EXERCISE BRIEF: Only the lines from the one containing "positive clicks: (349, 222)" through the end of the data below should be copied, each exactly as written and with both ends kept.

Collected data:
-*-

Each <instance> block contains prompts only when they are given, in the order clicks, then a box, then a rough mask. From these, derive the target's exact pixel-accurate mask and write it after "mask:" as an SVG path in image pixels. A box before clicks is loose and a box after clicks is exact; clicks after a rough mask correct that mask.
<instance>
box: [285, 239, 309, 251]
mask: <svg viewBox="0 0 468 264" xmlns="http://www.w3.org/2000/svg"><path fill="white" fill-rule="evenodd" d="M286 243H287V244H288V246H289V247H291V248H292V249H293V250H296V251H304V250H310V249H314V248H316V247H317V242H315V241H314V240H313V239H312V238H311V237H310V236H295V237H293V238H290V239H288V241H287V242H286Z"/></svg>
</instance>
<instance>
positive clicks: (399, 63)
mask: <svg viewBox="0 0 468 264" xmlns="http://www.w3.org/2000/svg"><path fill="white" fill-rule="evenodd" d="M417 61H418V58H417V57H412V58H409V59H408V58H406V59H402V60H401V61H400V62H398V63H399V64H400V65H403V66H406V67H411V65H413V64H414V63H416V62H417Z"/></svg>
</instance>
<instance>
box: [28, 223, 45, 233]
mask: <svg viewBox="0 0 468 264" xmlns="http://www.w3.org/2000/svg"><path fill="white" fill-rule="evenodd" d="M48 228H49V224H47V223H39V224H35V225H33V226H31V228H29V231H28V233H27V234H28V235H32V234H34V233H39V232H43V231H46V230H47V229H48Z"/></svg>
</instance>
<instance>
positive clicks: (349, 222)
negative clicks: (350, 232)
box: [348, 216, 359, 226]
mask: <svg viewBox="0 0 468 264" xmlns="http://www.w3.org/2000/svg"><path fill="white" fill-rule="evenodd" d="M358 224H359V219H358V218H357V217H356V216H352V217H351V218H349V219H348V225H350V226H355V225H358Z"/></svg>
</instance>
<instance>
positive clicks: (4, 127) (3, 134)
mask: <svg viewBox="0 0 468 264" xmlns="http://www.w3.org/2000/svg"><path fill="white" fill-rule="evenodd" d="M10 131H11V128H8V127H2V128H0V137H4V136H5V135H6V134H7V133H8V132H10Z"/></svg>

-*-

RESULT OF THIS EXERCISE:
positive clicks: (349, 222)
negative clicks: (350, 232)
box: [348, 216, 359, 226]
mask: <svg viewBox="0 0 468 264" xmlns="http://www.w3.org/2000/svg"><path fill="white" fill-rule="evenodd" d="M358 224H359V219H358V218H357V217H356V216H352V217H351V218H349V219H348V225H350V226H355V225H358Z"/></svg>
</instance>
<instance>
positive clicks: (4, 127) (3, 134)
mask: <svg viewBox="0 0 468 264" xmlns="http://www.w3.org/2000/svg"><path fill="white" fill-rule="evenodd" d="M10 131H11V128H8V127H2V128H0V137H4V136H5V135H6V134H7V133H8V132H10Z"/></svg>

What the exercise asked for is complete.